**Source document**
┏━━

The final instructions trainer Dessie Hughes, who has died aged 71, gave to Conor O'Dwyer before the 2004 Champion Hurdle at Cheltenham were for his jockey to make "plenty use" of their 33-1 outsider, Hardy Eustace, and exploit the horse's stamina.
But the words nagged at Hughes as he walked to the stands to watch the race. So his son, Richard, was sent scurrying back down to the track to find O’Dwyer and tell him to lead – but “not to go mad” – so that Hardy Eustace would last up the punishing final hill.
Ultimately the only ones who turned out to be mad were those who failed to back what was only the ninth Irish-trained horse ever to win the Champion Hurdle.
Hughes realised better than most that the instruction a jockey remembers best is usually the final one. He also knew better than most how to ride a Champion Hurdle winner, having himself ridden Monksfield to his second success in the race in 1979.
Elite company
Hardy Eustace won a second championship himself in 2005, but it was that 2004 victory which placed Hughes in the most elite company, alongside legendary Englishmen
Fred Winter
and
Fred Rimell
, as the only people to have ridden and trained a Champion Hurdle winner. It was also a day which typified much about him.
Hughes replaced Hardy Eustace’s set of blinkers in the parade ring because he thought the originals too garish. The quietly spoken Dubliner who spent much of his life on the Curragh was the antithesis of flash.
That his career made him one of the most enduring figures in Irish racing only reflected the quiet but resolute substance of the man: Hughes's thoughts after that 2004 success were dominated by the memory of Hardy Eustace's jockey Kieran Kelly, who had been killed in a fall just seven months previously, a tragedy which deeply affected him.
Hughes was never under any illusions about how hard racing could be.
Early struggles
As a struggling young jockey himself in Britain in 1966, he once spent three months in hospital with back injuries. Returning to Ireland, it was only in his late 20s that he became successful, teaming up with trainer
Mick O'Toole
to win many prizes at the Cheltenham festival, including the 1977
Gold Cup
on Davy Lad.
However it was Hughes’s association with Monksfield that remains the most memorable of his riding career for many racing fans, the little horse and the tall jockey on his back, memorably described by one racing writer as “lean, like a gunfighter, and as deadly”.
Hughes also experienced the full spectrum of racing fortunes when he turned to training in 1980. Initial success was followed by almost a decade of frustration caused by a fungal infection in his stables that sickened horses and almost forced him to give up.
Again however he persevered, re-establishing himself as one of the top National Hunt trainers in the country, and not just of horses. He was instrumental in moulding the careers of jump jockeys like Charlie Swan and Bryan Cooper, while his son, Richard, one of the top flat riders in Europe, was recently crowned British champion jockey for a third time.
What is remarkable is that a man whose life was so consumed by racing originally had no link with the sport at all.
Brought up in Whitehall in Dublin, he left school at 14 dreaming of a career as a jockey. Through perseverance and talent he realised that dream in the saddle, from a first winner as an 18-year-old on Sailaway Sailor at Tramore in 1962 to the pinnacle of Gold Cup and Champion Hurdle glory.
Understated and popular
He replicated that success as a trainer, succeeding in a famously competitive industry while in his quietly understated way remaining a hugely popular figure. “Dessie was one of the nicest people I’ve met in horse racing anywhere,” said his colleague and Curragh neighbour
Dermot Weld
this week. A spokesperson for Cheltenham racecourse, scene of his greatest triumphs, described him as “one of the kindest and most helpful in his profession” and a “thoroughly decent man”.
He is survived by his wife, Eileen, whom he married in 1968, their daughter, Sandra, and their son, Richard.

┗━━

(Collected data)
┏━━

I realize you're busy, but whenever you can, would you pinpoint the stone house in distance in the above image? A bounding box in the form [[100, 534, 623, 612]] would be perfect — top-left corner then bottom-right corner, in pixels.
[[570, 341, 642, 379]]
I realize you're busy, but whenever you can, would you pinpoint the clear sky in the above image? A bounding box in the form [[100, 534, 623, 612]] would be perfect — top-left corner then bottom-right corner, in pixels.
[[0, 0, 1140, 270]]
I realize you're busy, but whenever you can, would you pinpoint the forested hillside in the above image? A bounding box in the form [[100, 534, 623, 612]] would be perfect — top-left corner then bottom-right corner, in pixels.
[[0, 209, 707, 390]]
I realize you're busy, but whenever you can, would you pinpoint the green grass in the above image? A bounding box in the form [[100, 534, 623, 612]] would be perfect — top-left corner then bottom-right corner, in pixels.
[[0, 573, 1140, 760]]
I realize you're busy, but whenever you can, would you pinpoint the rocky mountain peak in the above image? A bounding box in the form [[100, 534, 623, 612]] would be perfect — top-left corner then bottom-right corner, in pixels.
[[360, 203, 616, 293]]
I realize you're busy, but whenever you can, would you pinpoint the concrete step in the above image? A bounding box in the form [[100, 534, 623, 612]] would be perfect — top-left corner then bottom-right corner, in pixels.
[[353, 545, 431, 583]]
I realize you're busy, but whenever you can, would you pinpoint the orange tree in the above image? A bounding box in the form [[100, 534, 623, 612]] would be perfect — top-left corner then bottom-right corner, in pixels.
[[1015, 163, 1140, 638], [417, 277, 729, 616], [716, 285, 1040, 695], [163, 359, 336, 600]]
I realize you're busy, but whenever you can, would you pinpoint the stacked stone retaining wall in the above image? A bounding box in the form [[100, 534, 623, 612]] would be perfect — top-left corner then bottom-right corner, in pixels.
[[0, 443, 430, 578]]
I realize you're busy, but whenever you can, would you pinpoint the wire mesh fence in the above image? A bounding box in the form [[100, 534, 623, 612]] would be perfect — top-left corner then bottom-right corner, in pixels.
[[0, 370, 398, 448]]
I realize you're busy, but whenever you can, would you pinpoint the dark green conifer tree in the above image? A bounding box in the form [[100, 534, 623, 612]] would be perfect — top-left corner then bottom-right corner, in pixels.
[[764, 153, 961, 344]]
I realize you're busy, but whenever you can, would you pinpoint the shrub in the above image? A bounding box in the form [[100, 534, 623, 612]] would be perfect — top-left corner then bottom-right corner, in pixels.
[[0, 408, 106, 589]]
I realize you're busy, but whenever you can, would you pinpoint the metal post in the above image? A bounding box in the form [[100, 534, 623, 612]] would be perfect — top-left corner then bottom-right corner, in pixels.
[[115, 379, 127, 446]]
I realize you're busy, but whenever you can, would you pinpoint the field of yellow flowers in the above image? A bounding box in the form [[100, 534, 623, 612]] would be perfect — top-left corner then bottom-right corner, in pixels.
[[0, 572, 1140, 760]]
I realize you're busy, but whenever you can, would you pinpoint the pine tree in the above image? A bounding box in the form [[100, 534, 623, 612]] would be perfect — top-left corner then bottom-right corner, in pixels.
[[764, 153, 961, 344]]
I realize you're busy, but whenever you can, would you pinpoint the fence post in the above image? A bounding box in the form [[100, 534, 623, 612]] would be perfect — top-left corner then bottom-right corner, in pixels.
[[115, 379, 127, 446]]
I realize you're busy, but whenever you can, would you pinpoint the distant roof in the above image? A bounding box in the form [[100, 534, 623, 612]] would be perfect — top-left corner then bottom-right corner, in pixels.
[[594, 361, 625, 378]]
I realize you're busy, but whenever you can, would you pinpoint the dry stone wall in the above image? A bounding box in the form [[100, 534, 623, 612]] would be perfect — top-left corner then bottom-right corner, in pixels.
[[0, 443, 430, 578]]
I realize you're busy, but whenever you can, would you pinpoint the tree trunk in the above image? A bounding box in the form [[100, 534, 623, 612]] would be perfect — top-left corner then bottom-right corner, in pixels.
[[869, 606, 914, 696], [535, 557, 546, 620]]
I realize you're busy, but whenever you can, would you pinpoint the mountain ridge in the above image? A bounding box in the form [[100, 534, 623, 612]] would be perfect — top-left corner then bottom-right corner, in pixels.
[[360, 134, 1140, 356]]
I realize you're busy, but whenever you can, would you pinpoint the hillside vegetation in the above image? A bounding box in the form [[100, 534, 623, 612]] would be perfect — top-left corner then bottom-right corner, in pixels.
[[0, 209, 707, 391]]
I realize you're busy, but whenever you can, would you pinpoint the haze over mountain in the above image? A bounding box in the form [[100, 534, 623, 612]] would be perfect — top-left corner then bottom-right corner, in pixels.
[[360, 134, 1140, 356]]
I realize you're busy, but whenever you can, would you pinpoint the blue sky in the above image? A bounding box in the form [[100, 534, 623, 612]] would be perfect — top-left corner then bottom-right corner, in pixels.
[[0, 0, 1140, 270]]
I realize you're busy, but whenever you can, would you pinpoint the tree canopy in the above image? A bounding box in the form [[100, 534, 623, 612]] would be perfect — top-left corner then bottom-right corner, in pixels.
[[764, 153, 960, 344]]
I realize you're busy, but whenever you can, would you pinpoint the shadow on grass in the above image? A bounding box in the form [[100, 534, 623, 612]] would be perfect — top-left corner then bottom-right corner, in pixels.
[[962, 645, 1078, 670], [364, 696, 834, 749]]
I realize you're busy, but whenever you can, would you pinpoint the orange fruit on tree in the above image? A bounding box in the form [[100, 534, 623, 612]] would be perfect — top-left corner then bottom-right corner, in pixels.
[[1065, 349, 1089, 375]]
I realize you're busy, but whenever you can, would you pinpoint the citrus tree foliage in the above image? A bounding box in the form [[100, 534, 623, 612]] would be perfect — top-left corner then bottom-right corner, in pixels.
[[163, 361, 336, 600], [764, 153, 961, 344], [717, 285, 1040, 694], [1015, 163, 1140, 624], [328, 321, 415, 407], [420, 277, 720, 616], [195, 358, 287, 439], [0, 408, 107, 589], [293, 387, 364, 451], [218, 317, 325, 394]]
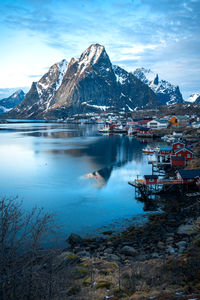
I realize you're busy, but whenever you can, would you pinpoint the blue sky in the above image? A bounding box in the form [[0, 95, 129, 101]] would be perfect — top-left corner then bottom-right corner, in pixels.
[[0, 0, 200, 98]]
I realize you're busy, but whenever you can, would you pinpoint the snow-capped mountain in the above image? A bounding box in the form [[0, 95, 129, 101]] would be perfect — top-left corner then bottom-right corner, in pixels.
[[0, 89, 25, 114], [185, 93, 200, 104], [9, 44, 160, 118], [11, 59, 68, 118], [133, 68, 183, 105]]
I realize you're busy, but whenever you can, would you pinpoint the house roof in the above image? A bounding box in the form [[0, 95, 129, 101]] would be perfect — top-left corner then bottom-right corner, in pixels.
[[171, 155, 185, 161], [160, 147, 172, 151], [172, 141, 185, 145], [140, 127, 150, 131], [178, 169, 200, 179], [144, 175, 158, 179], [148, 119, 169, 124], [175, 146, 194, 154]]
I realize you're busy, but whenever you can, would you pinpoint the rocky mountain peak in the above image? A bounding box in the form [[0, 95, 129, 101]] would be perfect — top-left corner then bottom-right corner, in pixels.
[[185, 93, 200, 104], [0, 89, 25, 114], [133, 68, 183, 105], [7, 44, 160, 118]]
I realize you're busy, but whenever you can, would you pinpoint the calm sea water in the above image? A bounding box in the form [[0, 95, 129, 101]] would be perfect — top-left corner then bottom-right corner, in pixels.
[[0, 122, 154, 244]]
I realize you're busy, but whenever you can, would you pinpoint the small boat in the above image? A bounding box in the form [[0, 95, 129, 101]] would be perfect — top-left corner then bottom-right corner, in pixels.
[[142, 148, 155, 154]]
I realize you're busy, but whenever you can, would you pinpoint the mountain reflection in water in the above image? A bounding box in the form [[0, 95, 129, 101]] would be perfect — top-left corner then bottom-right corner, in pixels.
[[0, 123, 151, 244]]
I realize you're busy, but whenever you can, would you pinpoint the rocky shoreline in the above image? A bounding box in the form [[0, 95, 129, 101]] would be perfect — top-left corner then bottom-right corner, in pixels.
[[65, 192, 200, 264]]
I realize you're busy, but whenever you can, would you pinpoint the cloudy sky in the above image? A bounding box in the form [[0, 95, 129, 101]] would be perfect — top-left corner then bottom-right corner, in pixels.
[[0, 0, 200, 98]]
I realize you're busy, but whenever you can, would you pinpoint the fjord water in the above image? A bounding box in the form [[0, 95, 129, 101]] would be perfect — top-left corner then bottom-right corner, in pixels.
[[0, 122, 151, 244]]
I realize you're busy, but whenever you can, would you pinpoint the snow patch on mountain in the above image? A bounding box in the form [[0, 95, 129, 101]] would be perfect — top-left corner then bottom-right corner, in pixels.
[[78, 44, 104, 74], [133, 68, 183, 105], [185, 93, 200, 103]]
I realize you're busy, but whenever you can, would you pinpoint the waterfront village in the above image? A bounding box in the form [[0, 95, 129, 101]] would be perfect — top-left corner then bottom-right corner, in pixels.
[[1, 108, 200, 300], [54, 107, 200, 300]]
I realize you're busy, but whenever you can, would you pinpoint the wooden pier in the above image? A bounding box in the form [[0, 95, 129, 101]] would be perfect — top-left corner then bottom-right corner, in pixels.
[[128, 179, 183, 200]]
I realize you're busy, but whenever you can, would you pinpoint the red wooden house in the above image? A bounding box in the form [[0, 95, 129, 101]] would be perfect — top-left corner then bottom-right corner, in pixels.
[[175, 147, 194, 160], [170, 155, 186, 167], [172, 141, 185, 152], [144, 175, 158, 185], [138, 127, 152, 134], [176, 169, 200, 184], [159, 147, 172, 155]]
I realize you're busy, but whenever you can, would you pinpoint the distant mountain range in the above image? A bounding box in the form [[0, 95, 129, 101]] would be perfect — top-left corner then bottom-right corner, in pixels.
[[133, 68, 183, 105], [3, 44, 200, 118], [0, 90, 25, 115], [5, 44, 160, 118], [185, 93, 200, 104]]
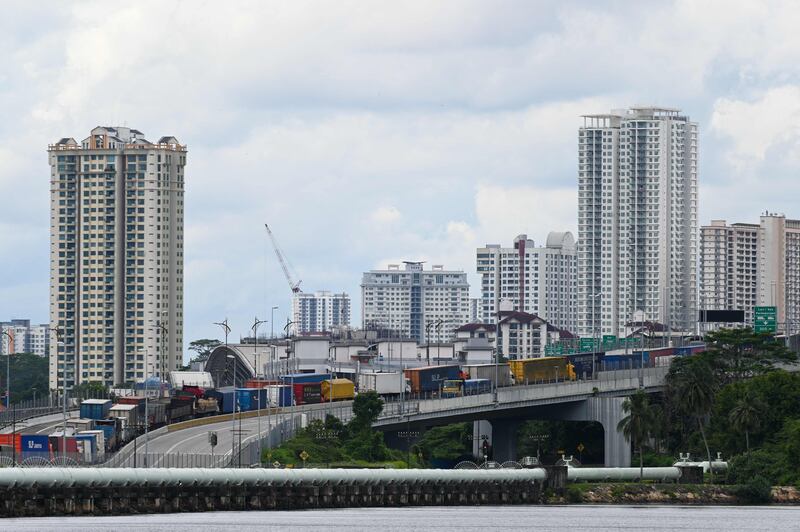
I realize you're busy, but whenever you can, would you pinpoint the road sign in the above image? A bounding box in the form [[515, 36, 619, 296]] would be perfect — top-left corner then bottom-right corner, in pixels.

┗━━

**Things to do**
A. Translate this sentence from the Dessie Hughes obituary into Spanish: "Hughes was never under any illusions about how hard racing could be."
B. According to the Dessie Hughes obituary, which horse did Hughes ride to win the 1977 Gold Cup?
C. Quote the Dessie Hughes obituary starting with "Hughes realised better" and going on through "race in 1979.".
The listing has no connection to the Dessie Hughes obituary.

**Task-by-task answers**
A. Hughes nunca se hizo ilusiones sobre lo dura que podía ser la hípica.

B. Davy Lad.

C.
Hughes realised better than most that the instruction a jockey remembers best is usually the final one. He also knew better than most how to ride a Champion Hurdle winner, having himself ridden Monksfield to his second success in the race in 1979.